**Задание 1:**
Найдите в записях все строки, где есть слово «distant», и выпишите их. Регистр букв учитывается.

**Фрагмент документа:**
Одной из главных сложностей в осмыслении символизма 20-х годов является сосуществование в нем двух, казалось бы, взаимоисключающих явлений: 1) разобщенность прежних вождей символизма, их автономное бытование (обособляются даже Белый и Блок, Брюсов и С. М. Соловьев, некогда очень близкие по духу), это свидетельствует о том, что трудно найти общее в символизме; 2) существование, несмотря на отсутствие единой символистской платформы, некоей эстетико-литературной общности.

Как и в случае с другими школами, в рамки символизма не укладывается своеобразие индивидуальностей больших его представителей. Не укладываются в общую эволюцию символизма как школы и особенности пути отдельных писателей в послереволюционное время. В связи с этим важно наметить несколько уровней изучения эволюции писателей: 1) социально-политический – в преломлении отношения к Октябрьской революции; 2) эстетический – на уровне теоретического осмысления вопросов искусства, деклараций, критических выступлений; 3) этический; 4) наконец, собственно творческий – практика художественной деятельности, своеобразие поэтики.

Первый уровень, при всей кажущейся его изученности, далек от научного (насколько возможен «научный» срез в столь зыбкой сфере, как отношение к тому или иному историческому катаклизму) подхода. Не столь простым было так называемое принятие революции у Блока, который с конца 1919 года приходит к мироощущению после «крушения гуманизма» и перестает слышать «музыку революции». Не столь простой кажется позиция З. Гиппиус, она высвечивается совсем по-иному, если сопоставить ее с позицией В. Короленко, отразившейся, к примеру, в письмах к А. Луначарскому1.

Нередко сложный вопрос об отношении к революции заменялся справкой об участии поэта в тех или иных советских учреждениях. И действительно, можно перечислить длинный перечень «служб» не только Брюсова, Белого, но и Сологуба, Балтрушайтиса, Бальмонта и Ремизова (до отъезда за границу). Как правило, многие работали в Наркомпросе: Брюсов заведовал Лито, Белый – ТЕО, там же сотрудничали, к примеру, Ремизов, Вяч. Иванов. Большое участие символисты принимали в создании «Союза поэтов»: Брюсов и Блок (в Петербурге) одно время стояли во главе него.

Однако «службы» были явлением вынужденным. Как правило, они были связаны с возможностью получения литературного пайка и мешали творчеству поэтов. Так, характерно среди многих других признание Блока в конце 1919 года Л. Я. Гуревич: «Я совсем не пишу… Я служу. Я все это время должен был служить. Ведь нас трое, жизнь очень тяжела. А служба всегда, какая бы она ни была, не дает мне возможности внутренно работать. Вот теперь получил литературный паек – может быть, станет немножко легче. Но службу все-таки бросить нельзя»2.

**Задание 2:**
Чем заведовали Брюсов и Белый в Наркомпросе, согласно фрагменту о символизме 20-х годов?

Записи с разметкой точек:

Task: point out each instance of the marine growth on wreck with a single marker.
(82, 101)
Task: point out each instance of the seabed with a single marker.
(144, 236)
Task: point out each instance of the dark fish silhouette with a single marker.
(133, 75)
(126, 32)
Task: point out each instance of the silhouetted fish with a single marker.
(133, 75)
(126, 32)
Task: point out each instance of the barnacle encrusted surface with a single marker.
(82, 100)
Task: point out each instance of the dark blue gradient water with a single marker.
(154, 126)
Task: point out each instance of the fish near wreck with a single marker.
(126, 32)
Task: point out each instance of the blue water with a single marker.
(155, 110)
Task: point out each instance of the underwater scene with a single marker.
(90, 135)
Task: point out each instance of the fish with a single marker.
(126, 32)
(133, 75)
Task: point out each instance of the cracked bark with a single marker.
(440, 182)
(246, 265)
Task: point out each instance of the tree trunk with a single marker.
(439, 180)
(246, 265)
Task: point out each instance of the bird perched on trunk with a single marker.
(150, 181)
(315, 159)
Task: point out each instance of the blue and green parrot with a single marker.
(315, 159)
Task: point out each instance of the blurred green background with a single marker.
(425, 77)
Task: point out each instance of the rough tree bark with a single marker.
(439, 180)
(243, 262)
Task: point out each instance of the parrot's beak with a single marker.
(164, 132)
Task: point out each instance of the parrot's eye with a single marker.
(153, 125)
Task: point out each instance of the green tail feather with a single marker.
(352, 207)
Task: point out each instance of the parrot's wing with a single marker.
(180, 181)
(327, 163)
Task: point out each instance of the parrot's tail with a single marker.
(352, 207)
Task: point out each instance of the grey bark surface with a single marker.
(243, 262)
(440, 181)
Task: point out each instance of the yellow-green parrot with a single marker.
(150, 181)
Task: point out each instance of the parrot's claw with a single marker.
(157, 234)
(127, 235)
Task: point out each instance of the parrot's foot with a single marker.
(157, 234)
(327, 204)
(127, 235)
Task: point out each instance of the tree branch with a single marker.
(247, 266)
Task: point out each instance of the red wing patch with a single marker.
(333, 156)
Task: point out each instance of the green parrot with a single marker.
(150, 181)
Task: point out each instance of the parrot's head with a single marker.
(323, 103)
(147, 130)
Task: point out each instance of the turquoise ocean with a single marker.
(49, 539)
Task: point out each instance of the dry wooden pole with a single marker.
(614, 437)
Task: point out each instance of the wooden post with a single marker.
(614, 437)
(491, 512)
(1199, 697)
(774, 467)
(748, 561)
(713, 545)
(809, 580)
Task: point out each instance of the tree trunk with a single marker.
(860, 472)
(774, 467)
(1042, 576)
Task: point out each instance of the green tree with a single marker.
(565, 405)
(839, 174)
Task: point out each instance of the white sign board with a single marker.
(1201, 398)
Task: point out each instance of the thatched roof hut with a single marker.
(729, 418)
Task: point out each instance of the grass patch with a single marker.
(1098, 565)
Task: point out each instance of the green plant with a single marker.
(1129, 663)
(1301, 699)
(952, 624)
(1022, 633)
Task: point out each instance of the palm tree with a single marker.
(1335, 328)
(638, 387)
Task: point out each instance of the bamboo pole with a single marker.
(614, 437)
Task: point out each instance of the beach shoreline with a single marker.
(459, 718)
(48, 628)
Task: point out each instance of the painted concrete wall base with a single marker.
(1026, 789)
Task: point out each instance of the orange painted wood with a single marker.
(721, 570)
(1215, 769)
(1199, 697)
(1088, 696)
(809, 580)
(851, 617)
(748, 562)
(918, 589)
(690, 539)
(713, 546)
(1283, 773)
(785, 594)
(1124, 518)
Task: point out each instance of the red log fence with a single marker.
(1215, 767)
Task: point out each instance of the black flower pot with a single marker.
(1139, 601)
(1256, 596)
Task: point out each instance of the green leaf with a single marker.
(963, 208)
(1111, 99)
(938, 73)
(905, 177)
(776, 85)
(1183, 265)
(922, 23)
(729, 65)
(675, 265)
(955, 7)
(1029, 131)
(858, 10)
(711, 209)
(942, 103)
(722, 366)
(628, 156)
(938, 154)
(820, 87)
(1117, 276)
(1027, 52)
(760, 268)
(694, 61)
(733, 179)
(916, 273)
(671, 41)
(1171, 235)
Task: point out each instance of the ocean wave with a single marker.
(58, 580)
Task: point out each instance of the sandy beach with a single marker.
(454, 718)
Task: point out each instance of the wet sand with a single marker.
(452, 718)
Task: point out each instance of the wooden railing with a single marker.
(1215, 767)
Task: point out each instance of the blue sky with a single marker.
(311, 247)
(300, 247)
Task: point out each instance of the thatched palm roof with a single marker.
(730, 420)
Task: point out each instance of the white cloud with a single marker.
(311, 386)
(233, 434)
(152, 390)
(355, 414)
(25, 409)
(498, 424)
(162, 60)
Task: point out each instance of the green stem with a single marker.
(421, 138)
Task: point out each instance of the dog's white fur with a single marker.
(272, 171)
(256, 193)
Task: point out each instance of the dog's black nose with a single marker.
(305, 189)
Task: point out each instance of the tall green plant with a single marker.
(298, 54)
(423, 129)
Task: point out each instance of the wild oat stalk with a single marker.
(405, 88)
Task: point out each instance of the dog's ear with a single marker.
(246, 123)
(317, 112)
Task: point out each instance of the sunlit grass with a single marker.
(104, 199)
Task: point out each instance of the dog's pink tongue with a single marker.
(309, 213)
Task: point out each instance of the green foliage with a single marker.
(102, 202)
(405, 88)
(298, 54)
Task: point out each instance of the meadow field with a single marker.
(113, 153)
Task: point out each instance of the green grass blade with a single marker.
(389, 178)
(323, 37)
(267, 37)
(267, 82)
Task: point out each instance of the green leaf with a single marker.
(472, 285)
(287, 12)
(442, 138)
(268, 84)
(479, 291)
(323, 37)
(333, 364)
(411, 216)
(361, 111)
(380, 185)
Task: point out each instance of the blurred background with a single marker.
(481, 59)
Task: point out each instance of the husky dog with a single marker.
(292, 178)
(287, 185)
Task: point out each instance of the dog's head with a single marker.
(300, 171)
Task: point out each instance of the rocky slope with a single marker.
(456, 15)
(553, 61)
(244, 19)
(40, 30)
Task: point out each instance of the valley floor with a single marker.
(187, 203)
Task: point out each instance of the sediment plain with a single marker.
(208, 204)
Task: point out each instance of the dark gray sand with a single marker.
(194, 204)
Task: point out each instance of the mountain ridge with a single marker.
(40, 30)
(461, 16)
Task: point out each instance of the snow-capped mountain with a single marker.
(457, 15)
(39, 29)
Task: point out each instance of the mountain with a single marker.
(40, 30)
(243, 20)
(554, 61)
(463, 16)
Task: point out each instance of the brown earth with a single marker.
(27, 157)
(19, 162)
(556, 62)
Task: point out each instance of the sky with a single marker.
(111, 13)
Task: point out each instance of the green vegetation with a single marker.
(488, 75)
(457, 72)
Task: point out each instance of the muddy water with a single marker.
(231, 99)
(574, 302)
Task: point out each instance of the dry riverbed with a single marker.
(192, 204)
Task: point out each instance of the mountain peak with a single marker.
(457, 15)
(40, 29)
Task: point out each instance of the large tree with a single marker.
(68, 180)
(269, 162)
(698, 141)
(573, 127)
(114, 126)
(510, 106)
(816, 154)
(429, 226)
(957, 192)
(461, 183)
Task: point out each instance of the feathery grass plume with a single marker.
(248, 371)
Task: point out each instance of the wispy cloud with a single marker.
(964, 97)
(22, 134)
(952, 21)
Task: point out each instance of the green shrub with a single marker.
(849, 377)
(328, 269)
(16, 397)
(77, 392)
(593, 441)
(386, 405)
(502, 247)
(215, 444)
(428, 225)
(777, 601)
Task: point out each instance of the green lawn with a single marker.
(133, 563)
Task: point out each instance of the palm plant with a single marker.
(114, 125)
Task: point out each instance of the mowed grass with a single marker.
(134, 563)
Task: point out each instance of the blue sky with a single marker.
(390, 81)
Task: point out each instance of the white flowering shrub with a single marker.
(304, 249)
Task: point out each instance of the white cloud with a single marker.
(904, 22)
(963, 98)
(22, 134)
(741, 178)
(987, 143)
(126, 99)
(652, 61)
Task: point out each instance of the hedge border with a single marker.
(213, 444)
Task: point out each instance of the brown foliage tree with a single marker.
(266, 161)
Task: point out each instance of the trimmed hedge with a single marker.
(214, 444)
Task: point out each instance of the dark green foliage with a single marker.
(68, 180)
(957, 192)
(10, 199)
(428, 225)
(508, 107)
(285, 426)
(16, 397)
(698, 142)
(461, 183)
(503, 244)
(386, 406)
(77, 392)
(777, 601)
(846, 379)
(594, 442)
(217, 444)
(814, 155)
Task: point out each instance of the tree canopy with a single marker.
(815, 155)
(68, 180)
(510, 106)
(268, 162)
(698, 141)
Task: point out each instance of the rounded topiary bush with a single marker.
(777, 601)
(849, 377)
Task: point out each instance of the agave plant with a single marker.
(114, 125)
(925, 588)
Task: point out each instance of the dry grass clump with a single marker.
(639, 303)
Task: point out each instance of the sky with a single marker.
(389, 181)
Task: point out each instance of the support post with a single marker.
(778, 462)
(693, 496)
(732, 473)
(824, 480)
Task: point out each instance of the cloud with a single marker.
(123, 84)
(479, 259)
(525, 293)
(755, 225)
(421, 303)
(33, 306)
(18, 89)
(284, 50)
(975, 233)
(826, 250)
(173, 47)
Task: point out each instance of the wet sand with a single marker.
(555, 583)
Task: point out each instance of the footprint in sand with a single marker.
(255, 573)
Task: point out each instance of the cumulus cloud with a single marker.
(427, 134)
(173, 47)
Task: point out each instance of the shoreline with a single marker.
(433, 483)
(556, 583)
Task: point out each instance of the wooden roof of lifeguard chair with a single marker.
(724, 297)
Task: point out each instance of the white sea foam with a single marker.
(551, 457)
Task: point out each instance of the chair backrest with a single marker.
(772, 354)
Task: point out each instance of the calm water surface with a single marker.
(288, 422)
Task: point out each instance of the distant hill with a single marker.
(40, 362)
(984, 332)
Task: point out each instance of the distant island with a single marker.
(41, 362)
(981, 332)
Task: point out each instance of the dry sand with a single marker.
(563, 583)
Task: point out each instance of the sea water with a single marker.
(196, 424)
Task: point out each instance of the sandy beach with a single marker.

**Правильный ответ 1:**
Task: point out each instance of the distant hill with a single marker.
Task: point out each instance of the distant island with a single marker.

**Правильный ответ 2:**
Брюсов заведовал Лито, а Белый — ТЕО.